Exercise instructions. Rewrite all the records below with "speckled granite counter" replaced by "speckled stone counter" and everything else left unchanged. Leave the pictures out of your answer.

Data for this task.

--------------------------------------------------

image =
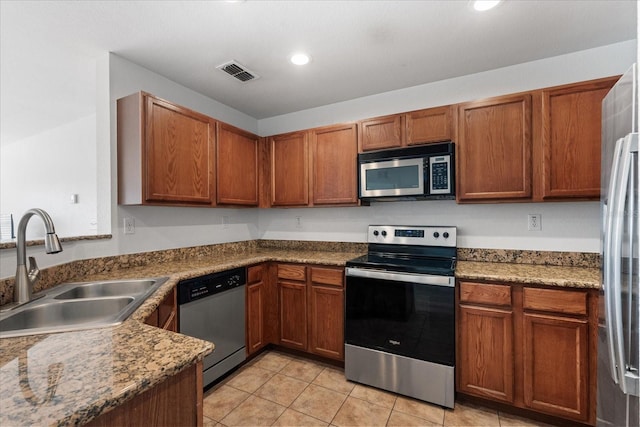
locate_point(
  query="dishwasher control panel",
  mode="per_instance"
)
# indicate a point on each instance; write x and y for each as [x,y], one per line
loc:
[211,284]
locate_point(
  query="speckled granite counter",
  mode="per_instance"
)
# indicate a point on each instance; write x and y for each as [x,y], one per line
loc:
[71,378]
[549,275]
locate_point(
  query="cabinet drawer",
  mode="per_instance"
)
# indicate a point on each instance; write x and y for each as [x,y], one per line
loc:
[481,293]
[254,274]
[327,276]
[555,300]
[292,272]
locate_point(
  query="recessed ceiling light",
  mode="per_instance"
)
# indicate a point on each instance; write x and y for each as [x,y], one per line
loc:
[482,5]
[300,59]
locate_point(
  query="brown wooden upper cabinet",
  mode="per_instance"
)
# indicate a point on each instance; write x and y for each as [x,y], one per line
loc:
[535,146]
[571,135]
[314,167]
[412,128]
[289,169]
[334,158]
[236,166]
[494,148]
[165,153]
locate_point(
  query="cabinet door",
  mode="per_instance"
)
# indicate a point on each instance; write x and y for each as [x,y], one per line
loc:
[179,152]
[334,152]
[255,316]
[236,166]
[486,353]
[289,170]
[430,125]
[326,312]
[556,365]
[381,132]
[571,135]
[293,314]
[494,149]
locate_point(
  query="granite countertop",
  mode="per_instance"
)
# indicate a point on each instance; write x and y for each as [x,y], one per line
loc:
[548,275]
[71,378]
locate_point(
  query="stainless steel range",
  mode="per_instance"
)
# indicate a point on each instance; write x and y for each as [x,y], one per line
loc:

--------------------------------------------------

Expected answer.
image =
locate_point(
  query="dishwasher control panel",
  mode="per_instance"
)
# indicate a point on each instance; write x and y for each as [x,y], one per line
loc:
[211,284]
locate_point(
  query="speckled stone counter",
  mode="per_instance"
)
# indicate a point on each instance; write x and y for each as [x,y], one per line
loc:
[71,378]
[549,275]
locate_point(
  query="cabinet drawer",
  mode="per_instance"
)
# indicate a point on each instance; write x and y for each as [x,y], one per line
loc:
[481,293]
[254,274]
[327,276]
[555,300]
[292,272]
locate_point(
  query="recessed ceiling light",
  mode="per_instance"
)
# indicate a point on each instance; write x and y for each as [x,y], one per line
loc:
[482,5]
[300,59]
locate_point(
  query="brown wooden upper cabinet",
  mode="per_instance"
)
# indicate a point on each instance; write x and y for each as [x,y], one per line
loc:
[535,146]
[571,135]
[314,167]
[412,128]
[289,169]
[334,158]
[236,166]
[494,148]
[165,153]
locate_point(
  query="cabinet door",
  mode="per_instance"
)
# indicate a point on each instance; write x and y for each as [x,y], one per line
loc:
[179,152]
[334,152]
[255,316]
[236,166]
[486,353]
[289,170]
[430,125]
[326,312]
[556,365]
[381,132]
[571,135]
[293,314]
[494,149]
locate_point(
  query="granite countertop",
  mode="per_instance"
)
# indicate a point on each instance; write x and y for each as [x,y], one per line
loc:
[548,275]
[71,378]
locate_point(
  query="stainless steel range",
  mode="per_instance"
)
# indicate a point on each instance; write x and y for each as [x,y], one per line
loc:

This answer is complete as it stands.